- **Exercise description**: Which lines run from the one containing "Target: blue pole" to the end of the entries? Quote them exactly, and nothing else.

------------

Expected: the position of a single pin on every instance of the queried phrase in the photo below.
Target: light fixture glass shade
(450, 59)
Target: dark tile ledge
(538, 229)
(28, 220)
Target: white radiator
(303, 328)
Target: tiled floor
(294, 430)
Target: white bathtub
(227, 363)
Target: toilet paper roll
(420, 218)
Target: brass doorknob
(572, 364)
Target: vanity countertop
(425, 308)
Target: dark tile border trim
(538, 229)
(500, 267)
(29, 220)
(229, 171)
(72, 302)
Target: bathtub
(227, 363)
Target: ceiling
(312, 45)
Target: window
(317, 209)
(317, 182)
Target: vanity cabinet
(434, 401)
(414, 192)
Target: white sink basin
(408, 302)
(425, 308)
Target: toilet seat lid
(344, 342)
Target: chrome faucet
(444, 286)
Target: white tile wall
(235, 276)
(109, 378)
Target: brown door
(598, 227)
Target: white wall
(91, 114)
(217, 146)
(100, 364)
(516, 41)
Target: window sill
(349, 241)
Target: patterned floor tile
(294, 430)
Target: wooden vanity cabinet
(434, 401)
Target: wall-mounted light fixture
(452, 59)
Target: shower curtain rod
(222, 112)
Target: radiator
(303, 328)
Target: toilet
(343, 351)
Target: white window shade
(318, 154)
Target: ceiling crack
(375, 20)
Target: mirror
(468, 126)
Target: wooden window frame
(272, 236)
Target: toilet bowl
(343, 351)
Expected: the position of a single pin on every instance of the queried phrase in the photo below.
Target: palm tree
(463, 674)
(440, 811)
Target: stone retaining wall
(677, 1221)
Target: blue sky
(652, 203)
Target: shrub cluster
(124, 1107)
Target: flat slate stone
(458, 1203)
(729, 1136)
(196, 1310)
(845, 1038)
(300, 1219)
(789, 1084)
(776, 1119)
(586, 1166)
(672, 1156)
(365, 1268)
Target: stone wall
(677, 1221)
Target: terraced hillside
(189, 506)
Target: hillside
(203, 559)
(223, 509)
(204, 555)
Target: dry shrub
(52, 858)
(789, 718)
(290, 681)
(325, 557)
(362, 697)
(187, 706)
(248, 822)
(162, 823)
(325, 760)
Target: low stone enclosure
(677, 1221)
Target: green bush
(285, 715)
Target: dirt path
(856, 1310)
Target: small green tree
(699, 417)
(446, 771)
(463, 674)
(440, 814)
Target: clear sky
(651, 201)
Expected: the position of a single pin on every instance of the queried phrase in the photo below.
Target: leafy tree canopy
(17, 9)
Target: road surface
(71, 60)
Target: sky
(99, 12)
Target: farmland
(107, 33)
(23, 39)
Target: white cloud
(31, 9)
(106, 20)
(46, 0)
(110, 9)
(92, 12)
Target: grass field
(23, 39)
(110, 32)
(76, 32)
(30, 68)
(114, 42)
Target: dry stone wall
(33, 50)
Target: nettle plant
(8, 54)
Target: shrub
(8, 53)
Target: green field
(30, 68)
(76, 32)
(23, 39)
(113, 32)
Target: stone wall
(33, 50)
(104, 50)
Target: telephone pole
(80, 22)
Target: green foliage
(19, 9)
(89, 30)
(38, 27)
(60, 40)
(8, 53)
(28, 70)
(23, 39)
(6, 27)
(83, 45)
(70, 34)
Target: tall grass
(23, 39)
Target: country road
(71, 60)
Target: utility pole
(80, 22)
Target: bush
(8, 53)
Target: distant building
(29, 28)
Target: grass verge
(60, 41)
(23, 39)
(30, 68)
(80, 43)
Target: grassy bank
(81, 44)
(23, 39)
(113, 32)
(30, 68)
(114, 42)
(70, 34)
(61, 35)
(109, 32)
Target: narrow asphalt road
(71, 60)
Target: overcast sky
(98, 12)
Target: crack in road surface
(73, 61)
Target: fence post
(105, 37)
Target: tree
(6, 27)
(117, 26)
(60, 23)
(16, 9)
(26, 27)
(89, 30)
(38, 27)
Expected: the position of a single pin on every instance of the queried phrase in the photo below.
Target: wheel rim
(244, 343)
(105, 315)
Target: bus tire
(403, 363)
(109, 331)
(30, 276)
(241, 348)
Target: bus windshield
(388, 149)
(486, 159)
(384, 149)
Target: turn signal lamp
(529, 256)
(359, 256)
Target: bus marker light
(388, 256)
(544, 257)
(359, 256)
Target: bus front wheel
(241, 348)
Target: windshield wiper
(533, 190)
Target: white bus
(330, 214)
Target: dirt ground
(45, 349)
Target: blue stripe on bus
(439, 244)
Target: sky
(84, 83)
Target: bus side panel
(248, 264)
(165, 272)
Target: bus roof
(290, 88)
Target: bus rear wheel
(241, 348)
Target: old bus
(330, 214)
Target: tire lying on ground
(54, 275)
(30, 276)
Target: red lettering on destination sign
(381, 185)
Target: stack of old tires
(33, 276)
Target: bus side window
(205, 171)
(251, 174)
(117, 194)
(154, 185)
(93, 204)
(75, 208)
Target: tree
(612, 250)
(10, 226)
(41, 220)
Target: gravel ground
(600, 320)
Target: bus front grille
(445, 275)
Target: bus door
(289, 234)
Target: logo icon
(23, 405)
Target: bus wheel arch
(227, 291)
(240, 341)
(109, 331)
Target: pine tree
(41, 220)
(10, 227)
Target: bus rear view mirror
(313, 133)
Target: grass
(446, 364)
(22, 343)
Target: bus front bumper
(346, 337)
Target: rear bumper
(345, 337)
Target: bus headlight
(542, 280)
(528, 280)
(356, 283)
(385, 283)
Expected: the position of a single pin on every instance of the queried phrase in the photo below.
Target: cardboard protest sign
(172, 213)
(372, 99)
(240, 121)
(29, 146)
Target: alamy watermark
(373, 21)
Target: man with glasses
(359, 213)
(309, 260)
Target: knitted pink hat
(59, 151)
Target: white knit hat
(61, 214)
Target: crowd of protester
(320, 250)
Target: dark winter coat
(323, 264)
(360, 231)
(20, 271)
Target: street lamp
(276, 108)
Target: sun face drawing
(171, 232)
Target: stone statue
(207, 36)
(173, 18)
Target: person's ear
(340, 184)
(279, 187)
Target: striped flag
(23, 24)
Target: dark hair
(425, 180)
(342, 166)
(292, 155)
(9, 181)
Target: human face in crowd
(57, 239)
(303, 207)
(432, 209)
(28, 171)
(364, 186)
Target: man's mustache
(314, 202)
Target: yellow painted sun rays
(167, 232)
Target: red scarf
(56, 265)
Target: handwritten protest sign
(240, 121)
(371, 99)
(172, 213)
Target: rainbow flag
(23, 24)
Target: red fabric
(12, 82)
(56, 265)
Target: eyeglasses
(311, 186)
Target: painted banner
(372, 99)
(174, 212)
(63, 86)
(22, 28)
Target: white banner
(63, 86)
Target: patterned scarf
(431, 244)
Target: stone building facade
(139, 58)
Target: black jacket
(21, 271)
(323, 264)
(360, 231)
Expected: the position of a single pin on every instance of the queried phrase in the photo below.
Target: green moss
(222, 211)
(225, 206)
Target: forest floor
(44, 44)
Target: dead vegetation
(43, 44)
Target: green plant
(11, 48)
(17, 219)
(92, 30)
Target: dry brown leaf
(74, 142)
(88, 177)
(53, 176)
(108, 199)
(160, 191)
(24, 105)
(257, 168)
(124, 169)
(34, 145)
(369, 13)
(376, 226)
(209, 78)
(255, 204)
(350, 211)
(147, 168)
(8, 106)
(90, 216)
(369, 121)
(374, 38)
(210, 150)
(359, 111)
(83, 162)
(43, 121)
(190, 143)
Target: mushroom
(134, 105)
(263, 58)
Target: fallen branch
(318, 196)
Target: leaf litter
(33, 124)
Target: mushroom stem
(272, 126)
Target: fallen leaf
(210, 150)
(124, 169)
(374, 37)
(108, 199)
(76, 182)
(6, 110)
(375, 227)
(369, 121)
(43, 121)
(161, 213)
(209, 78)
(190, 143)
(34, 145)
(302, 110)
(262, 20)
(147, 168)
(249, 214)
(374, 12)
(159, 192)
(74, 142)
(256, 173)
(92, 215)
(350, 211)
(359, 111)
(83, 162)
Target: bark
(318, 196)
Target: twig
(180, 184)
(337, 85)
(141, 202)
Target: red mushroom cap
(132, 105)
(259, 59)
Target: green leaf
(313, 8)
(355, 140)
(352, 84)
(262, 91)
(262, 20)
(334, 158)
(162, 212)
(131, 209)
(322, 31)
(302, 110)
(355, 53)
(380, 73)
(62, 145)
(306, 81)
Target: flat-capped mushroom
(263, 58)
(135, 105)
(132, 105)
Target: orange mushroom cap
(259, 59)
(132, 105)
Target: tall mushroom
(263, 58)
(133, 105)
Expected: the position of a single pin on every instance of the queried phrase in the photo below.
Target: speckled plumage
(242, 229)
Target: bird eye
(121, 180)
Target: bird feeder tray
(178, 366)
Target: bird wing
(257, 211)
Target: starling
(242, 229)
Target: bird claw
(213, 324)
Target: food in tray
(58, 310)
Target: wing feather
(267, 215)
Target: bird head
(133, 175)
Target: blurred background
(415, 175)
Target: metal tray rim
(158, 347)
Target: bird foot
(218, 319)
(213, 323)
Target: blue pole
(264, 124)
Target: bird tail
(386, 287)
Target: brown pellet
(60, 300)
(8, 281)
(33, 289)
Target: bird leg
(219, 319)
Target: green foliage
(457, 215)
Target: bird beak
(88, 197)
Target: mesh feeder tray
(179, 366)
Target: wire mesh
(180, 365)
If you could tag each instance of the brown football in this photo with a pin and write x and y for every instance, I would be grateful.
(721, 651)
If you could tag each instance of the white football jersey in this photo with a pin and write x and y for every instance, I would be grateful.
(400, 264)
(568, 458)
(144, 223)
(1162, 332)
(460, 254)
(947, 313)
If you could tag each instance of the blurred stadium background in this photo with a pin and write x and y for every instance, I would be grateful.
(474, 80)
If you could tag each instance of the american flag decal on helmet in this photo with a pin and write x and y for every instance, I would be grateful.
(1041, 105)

------------

- **The answer**:
Target: blue pole
(264, 124)
Target: bird tail
(386, 287)
Target: brown pellet
(60, 300)
(8, 281)
(33, 289)
Target: bird leg
(219, 319)
Target: green foliage
(457, 215)
Target: bird beak
(88, 197)
Target: mesh feeder tray
(179, 366)
Target: wire mesh
(180, 365)
If you could tag each instance of the brown football in this photo with a pin and write x and y for every instance, I would be grateful.
(721, 651)
If you could tag each instance of the white football jersey in this photo with a pin and write x and y for every instance, I would be grateful.
(400, 264)
(568, 458)
(144, 223)
(1162, 332)
(460, 254)
(947, 313)
If you could tag each instance of the blurred stadium background in this photo with a pin and write x and y for every instance, I would be grateful.
(474, 80)
If you could tag each instance of the american flag decal on helmet in this photo with a pin and write x and y for every instance, I would be grateful.
(1041, 105)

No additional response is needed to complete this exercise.